GIVEN ENTRIES.
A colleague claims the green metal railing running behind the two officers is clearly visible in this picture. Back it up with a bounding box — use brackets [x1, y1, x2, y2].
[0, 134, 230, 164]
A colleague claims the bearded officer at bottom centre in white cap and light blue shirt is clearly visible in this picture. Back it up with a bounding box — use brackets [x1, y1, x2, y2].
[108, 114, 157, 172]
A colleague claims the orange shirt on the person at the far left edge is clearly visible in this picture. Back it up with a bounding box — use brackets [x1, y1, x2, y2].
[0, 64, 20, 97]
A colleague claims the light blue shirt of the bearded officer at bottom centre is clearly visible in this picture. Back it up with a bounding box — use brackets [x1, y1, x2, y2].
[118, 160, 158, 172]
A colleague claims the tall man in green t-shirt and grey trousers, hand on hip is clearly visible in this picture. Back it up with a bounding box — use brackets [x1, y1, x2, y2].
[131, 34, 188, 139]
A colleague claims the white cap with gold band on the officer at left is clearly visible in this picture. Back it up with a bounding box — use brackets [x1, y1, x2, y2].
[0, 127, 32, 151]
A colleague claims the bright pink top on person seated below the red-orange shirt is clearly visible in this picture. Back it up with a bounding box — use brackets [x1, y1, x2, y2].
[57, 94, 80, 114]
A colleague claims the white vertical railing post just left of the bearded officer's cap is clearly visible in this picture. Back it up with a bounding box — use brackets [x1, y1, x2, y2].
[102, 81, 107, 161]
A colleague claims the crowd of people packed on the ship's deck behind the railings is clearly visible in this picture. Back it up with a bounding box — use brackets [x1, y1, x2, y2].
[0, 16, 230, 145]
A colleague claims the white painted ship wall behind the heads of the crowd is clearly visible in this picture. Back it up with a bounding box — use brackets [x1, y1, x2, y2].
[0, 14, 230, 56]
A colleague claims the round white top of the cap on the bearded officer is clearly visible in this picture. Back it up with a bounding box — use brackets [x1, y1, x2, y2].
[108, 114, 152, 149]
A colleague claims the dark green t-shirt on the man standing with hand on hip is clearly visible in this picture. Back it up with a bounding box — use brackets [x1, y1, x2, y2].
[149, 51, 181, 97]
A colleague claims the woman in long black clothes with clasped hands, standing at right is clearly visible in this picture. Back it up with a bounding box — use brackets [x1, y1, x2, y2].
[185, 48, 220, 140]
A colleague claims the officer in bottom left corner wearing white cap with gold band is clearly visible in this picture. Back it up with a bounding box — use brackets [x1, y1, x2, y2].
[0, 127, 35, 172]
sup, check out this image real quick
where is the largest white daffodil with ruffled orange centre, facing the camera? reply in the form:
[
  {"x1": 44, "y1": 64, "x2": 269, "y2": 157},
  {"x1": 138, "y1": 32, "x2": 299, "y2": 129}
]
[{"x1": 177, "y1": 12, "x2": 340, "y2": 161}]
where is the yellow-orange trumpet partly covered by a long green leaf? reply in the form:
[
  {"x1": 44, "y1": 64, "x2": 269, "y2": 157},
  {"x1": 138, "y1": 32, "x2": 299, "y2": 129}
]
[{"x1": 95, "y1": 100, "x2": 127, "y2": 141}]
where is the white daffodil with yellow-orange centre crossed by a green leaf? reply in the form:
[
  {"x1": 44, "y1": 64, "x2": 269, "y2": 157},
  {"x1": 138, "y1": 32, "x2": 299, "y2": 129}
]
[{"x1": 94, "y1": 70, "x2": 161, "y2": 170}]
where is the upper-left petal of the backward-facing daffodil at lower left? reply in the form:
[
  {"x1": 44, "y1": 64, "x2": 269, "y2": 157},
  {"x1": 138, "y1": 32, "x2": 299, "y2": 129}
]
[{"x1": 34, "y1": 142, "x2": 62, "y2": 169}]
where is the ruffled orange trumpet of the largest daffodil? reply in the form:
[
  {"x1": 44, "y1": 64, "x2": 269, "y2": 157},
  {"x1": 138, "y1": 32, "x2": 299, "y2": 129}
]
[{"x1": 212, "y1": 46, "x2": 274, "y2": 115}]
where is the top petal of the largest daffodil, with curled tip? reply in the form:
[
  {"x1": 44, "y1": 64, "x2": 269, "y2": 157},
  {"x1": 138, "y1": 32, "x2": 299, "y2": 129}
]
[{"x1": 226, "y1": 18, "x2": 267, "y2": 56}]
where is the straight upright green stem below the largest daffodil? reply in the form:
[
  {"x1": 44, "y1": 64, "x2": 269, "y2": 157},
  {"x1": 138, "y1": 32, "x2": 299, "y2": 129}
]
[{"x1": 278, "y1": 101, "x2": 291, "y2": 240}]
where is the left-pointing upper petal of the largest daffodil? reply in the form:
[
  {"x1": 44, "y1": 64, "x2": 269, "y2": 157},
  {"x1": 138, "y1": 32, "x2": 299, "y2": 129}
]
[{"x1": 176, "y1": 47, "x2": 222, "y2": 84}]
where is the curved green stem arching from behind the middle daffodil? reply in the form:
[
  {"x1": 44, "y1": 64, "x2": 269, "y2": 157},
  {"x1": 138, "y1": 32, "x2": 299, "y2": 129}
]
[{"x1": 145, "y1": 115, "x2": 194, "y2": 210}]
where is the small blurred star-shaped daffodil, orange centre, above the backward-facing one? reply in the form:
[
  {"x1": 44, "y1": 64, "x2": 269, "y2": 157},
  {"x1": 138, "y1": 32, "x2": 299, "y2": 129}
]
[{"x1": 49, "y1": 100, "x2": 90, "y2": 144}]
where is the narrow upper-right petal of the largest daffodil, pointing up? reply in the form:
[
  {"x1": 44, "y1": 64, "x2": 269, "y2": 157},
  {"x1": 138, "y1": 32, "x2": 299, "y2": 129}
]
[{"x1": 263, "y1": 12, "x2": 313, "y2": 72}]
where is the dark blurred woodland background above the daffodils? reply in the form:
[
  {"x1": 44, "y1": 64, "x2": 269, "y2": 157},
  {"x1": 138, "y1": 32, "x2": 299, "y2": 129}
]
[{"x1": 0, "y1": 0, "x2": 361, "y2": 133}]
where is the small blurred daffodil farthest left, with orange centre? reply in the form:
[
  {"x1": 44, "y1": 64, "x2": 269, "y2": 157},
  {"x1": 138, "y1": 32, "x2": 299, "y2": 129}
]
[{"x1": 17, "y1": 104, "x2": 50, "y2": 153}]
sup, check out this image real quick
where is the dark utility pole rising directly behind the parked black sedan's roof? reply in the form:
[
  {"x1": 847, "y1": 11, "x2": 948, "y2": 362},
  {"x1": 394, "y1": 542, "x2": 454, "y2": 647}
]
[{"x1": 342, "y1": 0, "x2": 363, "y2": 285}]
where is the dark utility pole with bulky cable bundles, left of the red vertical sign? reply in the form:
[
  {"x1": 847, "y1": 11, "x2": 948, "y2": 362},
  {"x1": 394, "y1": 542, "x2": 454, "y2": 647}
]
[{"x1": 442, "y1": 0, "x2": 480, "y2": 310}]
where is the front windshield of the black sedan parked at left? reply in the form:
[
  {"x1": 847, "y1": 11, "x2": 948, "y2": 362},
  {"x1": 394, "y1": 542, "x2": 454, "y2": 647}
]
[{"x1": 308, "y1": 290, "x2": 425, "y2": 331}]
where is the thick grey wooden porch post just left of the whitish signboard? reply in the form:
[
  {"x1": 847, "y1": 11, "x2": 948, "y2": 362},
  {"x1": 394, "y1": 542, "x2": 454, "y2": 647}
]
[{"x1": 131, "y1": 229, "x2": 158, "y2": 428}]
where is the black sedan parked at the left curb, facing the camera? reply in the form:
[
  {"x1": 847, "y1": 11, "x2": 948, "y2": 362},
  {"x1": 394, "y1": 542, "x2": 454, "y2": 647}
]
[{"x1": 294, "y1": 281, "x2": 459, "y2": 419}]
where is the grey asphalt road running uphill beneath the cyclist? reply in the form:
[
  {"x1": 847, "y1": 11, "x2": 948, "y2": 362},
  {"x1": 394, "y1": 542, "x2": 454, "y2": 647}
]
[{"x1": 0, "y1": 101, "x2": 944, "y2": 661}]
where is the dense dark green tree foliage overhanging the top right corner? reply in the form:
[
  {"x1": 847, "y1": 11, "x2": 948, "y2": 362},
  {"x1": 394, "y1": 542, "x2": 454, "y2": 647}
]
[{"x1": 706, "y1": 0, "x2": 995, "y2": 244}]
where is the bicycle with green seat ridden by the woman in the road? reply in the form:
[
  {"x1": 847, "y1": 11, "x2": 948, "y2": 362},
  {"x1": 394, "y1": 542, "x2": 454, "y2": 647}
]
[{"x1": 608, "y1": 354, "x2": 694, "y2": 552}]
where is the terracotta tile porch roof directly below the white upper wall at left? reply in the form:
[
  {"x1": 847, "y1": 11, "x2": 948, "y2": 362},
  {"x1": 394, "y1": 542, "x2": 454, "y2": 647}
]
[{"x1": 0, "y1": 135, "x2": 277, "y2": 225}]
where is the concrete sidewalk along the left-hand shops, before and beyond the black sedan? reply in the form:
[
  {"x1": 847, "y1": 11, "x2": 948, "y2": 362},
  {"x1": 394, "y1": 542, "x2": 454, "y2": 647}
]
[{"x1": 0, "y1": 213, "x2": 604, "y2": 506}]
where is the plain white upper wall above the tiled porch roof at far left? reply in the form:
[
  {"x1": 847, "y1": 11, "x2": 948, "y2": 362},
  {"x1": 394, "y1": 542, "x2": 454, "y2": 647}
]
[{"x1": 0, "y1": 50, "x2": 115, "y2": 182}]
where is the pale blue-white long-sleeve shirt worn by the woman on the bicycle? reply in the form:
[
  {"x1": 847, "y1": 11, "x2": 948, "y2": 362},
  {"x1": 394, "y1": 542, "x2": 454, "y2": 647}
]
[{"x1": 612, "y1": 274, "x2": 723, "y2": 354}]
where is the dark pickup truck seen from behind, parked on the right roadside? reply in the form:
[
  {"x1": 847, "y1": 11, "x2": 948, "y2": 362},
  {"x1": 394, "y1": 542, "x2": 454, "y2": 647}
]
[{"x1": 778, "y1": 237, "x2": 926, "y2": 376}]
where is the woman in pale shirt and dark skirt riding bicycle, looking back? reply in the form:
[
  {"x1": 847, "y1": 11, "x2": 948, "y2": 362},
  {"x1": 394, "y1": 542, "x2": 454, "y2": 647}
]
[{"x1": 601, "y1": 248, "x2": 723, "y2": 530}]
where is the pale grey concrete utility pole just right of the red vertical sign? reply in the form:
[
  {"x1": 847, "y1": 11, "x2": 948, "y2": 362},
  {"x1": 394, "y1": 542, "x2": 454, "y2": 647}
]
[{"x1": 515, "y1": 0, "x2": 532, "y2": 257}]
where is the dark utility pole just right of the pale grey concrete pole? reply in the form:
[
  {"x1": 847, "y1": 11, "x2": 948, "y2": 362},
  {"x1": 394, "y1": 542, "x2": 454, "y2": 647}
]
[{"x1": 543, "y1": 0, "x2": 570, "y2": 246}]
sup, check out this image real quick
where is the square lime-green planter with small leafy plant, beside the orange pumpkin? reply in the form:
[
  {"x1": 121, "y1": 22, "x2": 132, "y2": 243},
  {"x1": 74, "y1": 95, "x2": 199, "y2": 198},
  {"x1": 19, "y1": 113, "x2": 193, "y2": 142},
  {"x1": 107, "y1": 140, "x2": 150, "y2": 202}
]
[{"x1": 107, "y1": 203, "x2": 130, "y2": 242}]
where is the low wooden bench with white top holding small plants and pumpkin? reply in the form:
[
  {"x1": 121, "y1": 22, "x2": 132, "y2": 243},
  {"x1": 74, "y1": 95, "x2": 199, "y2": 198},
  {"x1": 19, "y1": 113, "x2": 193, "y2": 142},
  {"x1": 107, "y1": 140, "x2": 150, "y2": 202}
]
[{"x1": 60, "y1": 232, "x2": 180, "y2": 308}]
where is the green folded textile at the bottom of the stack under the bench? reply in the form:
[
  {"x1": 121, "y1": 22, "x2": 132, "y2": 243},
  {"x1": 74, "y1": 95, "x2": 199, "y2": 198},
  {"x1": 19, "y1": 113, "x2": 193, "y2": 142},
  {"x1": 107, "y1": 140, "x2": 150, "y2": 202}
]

ACTION ITEM. Show every line from the listing above in which the string "yellow" appears.

ANSWER.
where is the yellow-orange trumpet partly covered by a long green leaf? reply in the form:
where is the white daffodil with yellow-orange centre crossed by a green leaf? reply in the form:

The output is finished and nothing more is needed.